**Written problem 1**
Pick out every line of the records that contains the string "field", and copy each one.

**Document extract**
((
# how to tighten drywall screws



## 123pugsy (Oct 6, 2012)

Get some small plastic plugs for the drywall and then screw the panel back on.

Of course you now have me curious as to why you are showing off your hole.:huh:

http://www.made-in-china.com/showro...-Wall-Anchor-Expand-Plugs-Expansion-Bolt.html


----------



## Startingover (Apr 18, 2012)

lol.

I do have some of those plastic plugs. I call them 'molys'. Never thought to use those. I've only used them for when I want to hang something and there's no stud. 

thank you


----------



## Gymschu (Dec 12, 2010)

SO, maybe it's time to properly patch that area with some tape and mud…….that is, unless you need access to that area behind the drywall for plumbing, etc. If that's the case, just use longer screws or move the screw holes up or down so you are hitting "new' wood. Sometimes putting toothpicks or golf tees into the holes will give more bite to your current screws. Spackle won't work because even though it's hard when dry, the screws will just push the spackle up and out of the way.


----------



## Startingover (Apr 18, 2012)

gymschu,

proper patching on this big an area is beyond my capabilities. I'd be in tears and overly frustrated cause I know my limitations. Maybe someday when all the painting interior and exterior is done?

These screws don't hit wood, just the drywall on the wall. But I could move them. I don't plan to get behind there.

thanks


----------



## Clutchcargo (Mar 31, 2007)

delete: 
carry-on


----------



## Oso954 (Jun 23, 2012)

> I do have some of those plastic plugs. I call them 'molys'.


Plastic anchors are not Mollys.
This is a molly bolt.


----------



## Fix'n it (Mar 12, 2012)

a larger piece of drywall ...


----------



## MT Stringer (Oct 19, 2008)

If it was me, I would fix it and be done with it.
Clean up your hole to make it square or whatever.
Cut a couple of boards that will fit into the cavity and screw them in place. leave some of the board exposed in the opening.
Cut a new piece of drywall that will fit nicely into the opening.
Screw the drywall to the boards you previously installed.
Tape over the cracks and then apply some mud to patch the area. When the mud is dry, sand it down and apply a thinner coat over the area. Sand and paint.
Done deal.

Notes: I see small drywall for this very type of repair work for sale at Lowe's all the time. You can also buy the mud in a smaller container complete with a plastic spatula to do the repair work.

After all, it is in your garage, right? It doesn't have to be perfect. 

Lots of how to do its on You Tube.


----------



## jeffnc (Apr 1, 2011)

If I had to use an anchor, I'd use one of these.
http://www.howtospecialist.com/wp-content/uploads/2011/11/Drywall-anchors.jpg

_Not_ one of these
http://www.homedepot.com/catalog/productImages/400/ed/edf7ae99-56a8-423a-9484-7d1b59003367_400.jpg

You don't want something that expands. I'd cut it off at 1/2", then screw directly through it into the wood stud. That way you have something solid to hold the screw and solidify the drywall, without expanding and trashing the damaged drywall further.

If needing access, wouldn't this be a lot better?
http://images.meredith.com/diy/images/2009/02/p_SCP_163_11.jpg


----------



## Startingover (Apr 18, 2012)
))
**Written problem 2**
Summarize the drywall screw thread in two sentences.

**Extracted material**
((
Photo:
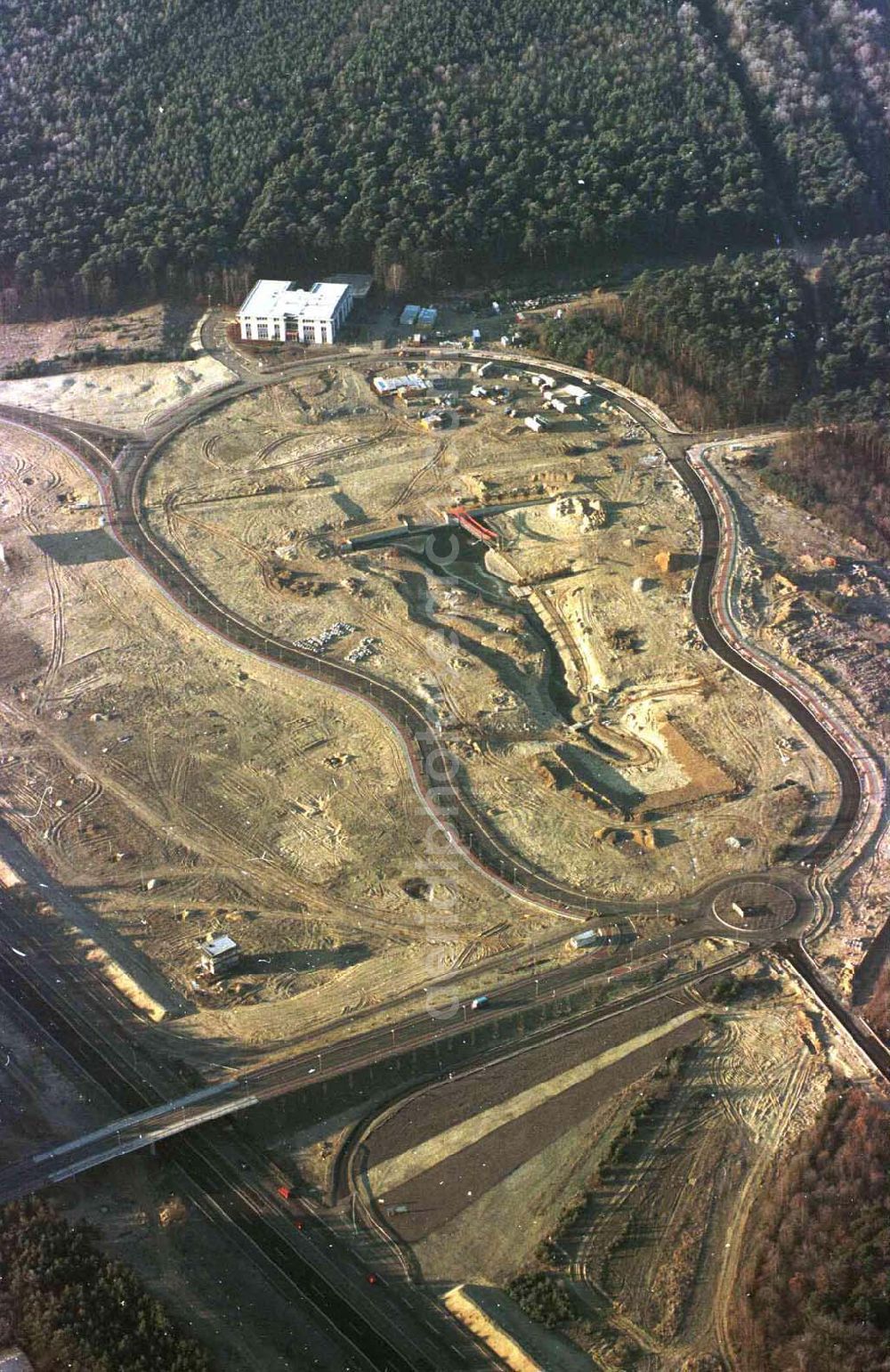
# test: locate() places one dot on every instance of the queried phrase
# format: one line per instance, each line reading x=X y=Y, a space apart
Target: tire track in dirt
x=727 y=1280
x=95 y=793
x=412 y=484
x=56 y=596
))
((
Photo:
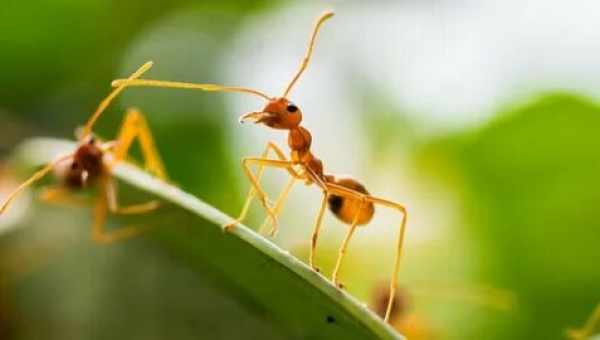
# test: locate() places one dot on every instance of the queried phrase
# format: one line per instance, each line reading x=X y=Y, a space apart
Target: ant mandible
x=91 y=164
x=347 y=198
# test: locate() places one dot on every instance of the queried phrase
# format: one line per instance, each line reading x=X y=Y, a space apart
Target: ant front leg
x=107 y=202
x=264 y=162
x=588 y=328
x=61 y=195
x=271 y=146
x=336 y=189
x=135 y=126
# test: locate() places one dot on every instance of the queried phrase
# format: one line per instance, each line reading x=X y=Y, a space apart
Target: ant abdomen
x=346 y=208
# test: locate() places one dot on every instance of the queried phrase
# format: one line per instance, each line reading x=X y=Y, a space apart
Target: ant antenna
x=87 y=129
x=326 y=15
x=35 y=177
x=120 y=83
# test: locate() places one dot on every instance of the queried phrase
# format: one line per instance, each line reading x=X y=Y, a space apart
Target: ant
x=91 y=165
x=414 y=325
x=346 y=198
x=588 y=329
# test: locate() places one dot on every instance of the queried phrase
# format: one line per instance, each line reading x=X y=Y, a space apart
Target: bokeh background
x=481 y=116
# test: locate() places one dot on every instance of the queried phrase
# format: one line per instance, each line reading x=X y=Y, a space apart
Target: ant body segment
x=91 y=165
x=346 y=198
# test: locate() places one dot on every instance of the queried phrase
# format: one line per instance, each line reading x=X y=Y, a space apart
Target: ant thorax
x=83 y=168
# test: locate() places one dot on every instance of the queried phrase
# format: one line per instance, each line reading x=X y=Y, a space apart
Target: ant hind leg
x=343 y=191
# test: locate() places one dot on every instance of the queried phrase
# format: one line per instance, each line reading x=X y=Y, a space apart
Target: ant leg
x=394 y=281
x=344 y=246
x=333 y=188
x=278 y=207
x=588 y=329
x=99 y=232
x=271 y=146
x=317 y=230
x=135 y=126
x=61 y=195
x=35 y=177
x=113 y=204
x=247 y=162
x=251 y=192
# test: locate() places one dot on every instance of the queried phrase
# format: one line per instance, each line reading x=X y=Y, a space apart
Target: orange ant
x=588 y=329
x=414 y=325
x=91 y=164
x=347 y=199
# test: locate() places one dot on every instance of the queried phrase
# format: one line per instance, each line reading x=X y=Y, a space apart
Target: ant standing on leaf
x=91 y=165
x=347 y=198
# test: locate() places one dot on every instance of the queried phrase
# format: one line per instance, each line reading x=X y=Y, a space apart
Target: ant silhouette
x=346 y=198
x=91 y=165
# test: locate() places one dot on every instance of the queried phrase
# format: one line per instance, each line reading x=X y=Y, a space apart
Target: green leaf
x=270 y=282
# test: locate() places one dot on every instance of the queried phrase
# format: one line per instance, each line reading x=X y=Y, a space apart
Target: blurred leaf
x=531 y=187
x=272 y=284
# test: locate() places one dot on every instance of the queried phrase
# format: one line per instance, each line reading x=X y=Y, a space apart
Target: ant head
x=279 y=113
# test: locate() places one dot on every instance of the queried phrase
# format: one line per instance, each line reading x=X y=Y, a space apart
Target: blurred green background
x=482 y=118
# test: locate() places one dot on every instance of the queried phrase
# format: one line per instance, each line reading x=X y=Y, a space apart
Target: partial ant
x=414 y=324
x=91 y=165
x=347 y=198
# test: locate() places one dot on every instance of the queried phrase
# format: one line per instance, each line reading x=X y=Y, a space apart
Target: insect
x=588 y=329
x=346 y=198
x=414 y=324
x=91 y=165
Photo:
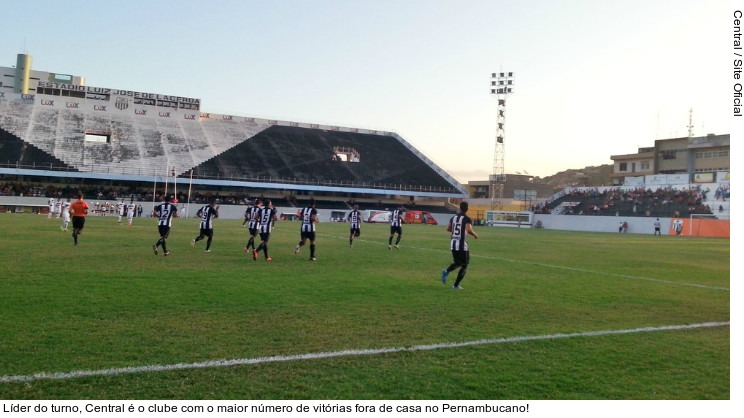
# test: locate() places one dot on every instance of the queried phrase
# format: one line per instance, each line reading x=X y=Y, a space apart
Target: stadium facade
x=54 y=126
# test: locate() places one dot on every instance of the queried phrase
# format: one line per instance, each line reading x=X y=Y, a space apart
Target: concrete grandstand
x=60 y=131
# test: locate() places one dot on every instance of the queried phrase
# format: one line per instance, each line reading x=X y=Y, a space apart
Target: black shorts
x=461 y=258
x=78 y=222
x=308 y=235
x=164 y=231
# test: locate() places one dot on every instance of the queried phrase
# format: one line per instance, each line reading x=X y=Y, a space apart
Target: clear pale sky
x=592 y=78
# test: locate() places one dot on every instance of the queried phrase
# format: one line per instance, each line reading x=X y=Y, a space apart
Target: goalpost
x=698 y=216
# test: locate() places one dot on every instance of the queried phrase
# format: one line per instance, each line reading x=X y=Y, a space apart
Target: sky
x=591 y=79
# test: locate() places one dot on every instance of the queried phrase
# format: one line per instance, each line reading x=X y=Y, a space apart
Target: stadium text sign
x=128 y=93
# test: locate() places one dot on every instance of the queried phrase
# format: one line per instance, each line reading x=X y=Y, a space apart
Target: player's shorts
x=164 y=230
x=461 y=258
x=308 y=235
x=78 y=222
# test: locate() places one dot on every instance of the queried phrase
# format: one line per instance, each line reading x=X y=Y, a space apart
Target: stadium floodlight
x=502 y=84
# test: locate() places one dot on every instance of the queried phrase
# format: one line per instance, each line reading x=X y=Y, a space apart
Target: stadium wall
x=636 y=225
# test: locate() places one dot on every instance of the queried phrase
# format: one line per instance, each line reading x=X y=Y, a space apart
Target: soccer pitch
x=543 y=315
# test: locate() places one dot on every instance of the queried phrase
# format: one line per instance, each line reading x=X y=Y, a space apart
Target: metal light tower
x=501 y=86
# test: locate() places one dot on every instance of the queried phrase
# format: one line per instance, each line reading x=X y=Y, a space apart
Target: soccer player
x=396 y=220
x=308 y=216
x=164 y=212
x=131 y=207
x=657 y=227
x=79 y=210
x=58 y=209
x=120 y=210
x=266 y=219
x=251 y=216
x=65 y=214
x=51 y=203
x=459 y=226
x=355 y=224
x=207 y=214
))
((
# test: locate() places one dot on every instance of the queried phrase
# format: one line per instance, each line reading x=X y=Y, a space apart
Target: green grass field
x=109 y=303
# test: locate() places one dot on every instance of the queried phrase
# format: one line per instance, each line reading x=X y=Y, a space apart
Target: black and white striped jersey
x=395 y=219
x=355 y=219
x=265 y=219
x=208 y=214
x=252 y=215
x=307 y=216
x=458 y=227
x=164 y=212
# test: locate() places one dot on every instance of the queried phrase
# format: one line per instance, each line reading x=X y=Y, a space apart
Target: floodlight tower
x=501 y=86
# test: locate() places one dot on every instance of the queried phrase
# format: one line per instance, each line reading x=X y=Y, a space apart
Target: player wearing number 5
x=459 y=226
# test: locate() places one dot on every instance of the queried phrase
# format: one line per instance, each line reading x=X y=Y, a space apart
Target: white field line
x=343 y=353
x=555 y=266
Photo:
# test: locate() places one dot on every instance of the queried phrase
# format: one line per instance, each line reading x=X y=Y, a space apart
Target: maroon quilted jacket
))
**Problem solution 1**
Target: green grass field
Target: white field line

**Problem solution 2**
Replies in this thread about tightening drywall screws suggest putting small plastic plugs in the drywall, using longer screws or moving the screw holes, or pushing toothpicks or golf tees into the holes to give the screws more bite. Others recommend patching the area properly with backing boards, a new piece of drywall, tape and mud, or using a non-expanding anchor cut off at 1/2" and screwed through into the wood stud.